**WORK REQUIRED**
Write out precisely the lines beginning with the line that contains "of the machine" and ending with the last line of the entries, and no other lines.
____ AVAILABLE DATA
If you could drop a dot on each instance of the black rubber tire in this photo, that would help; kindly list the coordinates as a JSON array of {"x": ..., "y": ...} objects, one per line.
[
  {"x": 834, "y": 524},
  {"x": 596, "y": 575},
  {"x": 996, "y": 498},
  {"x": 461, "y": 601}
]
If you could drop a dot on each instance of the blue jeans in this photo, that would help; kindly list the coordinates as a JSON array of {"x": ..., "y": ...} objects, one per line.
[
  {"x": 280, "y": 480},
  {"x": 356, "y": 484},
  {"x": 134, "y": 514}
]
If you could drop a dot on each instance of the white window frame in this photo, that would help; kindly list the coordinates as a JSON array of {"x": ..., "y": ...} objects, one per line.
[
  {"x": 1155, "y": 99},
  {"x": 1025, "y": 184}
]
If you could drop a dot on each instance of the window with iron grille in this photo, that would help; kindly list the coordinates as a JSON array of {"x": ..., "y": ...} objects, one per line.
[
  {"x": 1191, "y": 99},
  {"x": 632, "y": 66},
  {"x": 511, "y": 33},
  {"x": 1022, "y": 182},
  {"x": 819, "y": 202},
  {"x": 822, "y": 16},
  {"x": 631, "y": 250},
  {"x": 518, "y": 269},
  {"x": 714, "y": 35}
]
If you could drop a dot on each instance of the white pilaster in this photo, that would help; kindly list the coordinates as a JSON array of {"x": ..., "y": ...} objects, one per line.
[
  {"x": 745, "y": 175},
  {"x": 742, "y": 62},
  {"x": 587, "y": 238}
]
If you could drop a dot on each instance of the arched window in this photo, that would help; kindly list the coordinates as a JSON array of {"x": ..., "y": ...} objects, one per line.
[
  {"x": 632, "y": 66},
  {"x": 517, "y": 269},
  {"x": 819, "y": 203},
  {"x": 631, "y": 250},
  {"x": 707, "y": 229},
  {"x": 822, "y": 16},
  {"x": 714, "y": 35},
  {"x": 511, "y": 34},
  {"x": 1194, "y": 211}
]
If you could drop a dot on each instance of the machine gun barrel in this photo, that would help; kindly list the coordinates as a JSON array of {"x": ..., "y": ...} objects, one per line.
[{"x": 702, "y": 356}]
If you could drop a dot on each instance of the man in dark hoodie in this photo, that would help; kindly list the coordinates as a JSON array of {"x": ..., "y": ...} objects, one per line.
________
**FINISHED EXERCISE**
If you could drop a dot on each instance of the machine gun barrel in this photo, that would help; kindly list the coordinates as a JSON array of {"x": ..., "y": ...} objects, one per line.
[{"x": 702, "y": 356}]
If you could drop a dot on each instance of the man in dark hoodie in this photo, that would help; kindly list the coordinates as a JSON array of {"x": ..., "y": ...} objects, one per line.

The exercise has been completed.